**Your objective**
Continue the biography of Sindhura Gadde after its last sentence.

- Born: Vijayawada, Andhra Pradesh, India
- Occupation: Model
- Years active: 2005 - Present
- Spouse: Jonathan Ward (2010 – present)

= Sindhura Gadde =

Indian model and actress

Sindhura Gadde is an Indian former actress and beauty pageant titleholder who won Femina Miss India World 2005 also made to the semi-finals of Miss World Pageant in 2005.

==Early life==
Sindhura Gadde was born in Vijayawada, Andhra Pradesh. She was raised by her grandparents in Vijayawada, while her parents were working abroad in New Zealand. When she was 10 years old, she moved to New Zealand. After completing her studies in New Zealand, she started her career in media and fashion industry. She returned to India and completed her double degree in Pharmacology & Physiology and a diploma in modeling. She also took introduction courses in Japanese, Chinese and Arabic.

**Given data**
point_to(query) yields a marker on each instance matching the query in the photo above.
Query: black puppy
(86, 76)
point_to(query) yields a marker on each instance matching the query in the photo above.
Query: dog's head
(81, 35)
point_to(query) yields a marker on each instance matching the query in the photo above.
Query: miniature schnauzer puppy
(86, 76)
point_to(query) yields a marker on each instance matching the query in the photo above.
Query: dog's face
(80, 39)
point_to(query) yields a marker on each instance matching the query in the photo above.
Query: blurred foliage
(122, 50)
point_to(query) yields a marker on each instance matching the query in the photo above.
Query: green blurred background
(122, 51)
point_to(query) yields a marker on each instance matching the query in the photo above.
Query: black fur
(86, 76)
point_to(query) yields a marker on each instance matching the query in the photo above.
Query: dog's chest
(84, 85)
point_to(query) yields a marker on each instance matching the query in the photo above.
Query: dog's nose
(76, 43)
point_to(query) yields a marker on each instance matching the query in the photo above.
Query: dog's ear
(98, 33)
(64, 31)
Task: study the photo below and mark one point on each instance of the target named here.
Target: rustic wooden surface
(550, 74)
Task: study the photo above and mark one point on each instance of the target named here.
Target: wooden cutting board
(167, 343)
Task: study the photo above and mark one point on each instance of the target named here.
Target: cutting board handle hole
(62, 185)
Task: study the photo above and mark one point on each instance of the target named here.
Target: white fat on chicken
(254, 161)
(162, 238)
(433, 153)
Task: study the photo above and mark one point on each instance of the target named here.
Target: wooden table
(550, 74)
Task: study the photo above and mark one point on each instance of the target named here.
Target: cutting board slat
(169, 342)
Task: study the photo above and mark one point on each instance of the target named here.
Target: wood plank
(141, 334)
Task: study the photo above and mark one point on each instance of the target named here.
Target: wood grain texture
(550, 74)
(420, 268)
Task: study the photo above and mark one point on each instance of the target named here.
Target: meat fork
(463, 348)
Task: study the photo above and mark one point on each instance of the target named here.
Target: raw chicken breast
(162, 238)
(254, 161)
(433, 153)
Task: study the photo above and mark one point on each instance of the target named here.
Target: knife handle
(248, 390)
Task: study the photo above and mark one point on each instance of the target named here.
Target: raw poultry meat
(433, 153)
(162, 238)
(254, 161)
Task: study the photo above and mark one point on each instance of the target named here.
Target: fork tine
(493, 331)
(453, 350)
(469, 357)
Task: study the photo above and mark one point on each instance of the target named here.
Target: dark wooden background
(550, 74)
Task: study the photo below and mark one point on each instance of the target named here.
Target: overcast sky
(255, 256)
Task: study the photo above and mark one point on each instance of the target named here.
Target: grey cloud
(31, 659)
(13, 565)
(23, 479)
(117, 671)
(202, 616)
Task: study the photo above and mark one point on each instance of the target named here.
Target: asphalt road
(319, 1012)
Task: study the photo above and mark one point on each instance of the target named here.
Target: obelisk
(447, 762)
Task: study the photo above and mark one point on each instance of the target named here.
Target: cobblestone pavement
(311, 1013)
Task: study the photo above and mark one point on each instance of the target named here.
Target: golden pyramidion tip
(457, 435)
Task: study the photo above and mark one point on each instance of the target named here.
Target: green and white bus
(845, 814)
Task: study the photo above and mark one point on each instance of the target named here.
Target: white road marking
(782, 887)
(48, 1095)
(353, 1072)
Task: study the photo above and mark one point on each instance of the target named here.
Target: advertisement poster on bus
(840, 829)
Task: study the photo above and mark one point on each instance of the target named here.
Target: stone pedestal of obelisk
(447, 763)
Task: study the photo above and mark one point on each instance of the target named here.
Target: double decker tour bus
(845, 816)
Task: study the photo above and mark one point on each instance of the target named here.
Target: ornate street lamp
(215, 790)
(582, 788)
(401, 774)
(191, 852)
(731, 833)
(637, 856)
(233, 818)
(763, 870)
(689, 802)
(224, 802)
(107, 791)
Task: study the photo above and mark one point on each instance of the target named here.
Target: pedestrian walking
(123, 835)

**Written response**
==Career==
She was crowned Femina Miss India World in 2005. When asked in the semi-final round which invention they would like to create and why, she replied she wanted to develop a natural remedy for cancer. After winning the contest, she said "she felt on top of the world at winning, and hoped to make India proud globally". Her fashion designer during the contest was Jayaram Ramineni
She was 1st runner up at Miss India NZ 2002 and 2nd runner up in Miss Auckland 2002.
Since her crowning, she has made several public appearances such as the TANA Conference 2005 in Detroit, Michigan and at the Hindu Samaj Temple in Wappingers Falls, New York. Sindhura made it to the semi-finals in the 2005 Miss World Pageant held in China.

Gadde made her debut in Tollywood in the movie Sangamam opposite Rohit Khurana. The Telugu movie was directed by Rasool Ellore and produced by P Ramana and Gavara Parthasarathy. She also did a bit of role in Heyy Babyy and signed Nagesh Kukunoor's Bemisal, but that film didn't go into production. She then went back to do a Telugu movie Amaravathi with director by Ravi Babu and Killer.

She also continued to host Femina Miss India South for 3 continuous years.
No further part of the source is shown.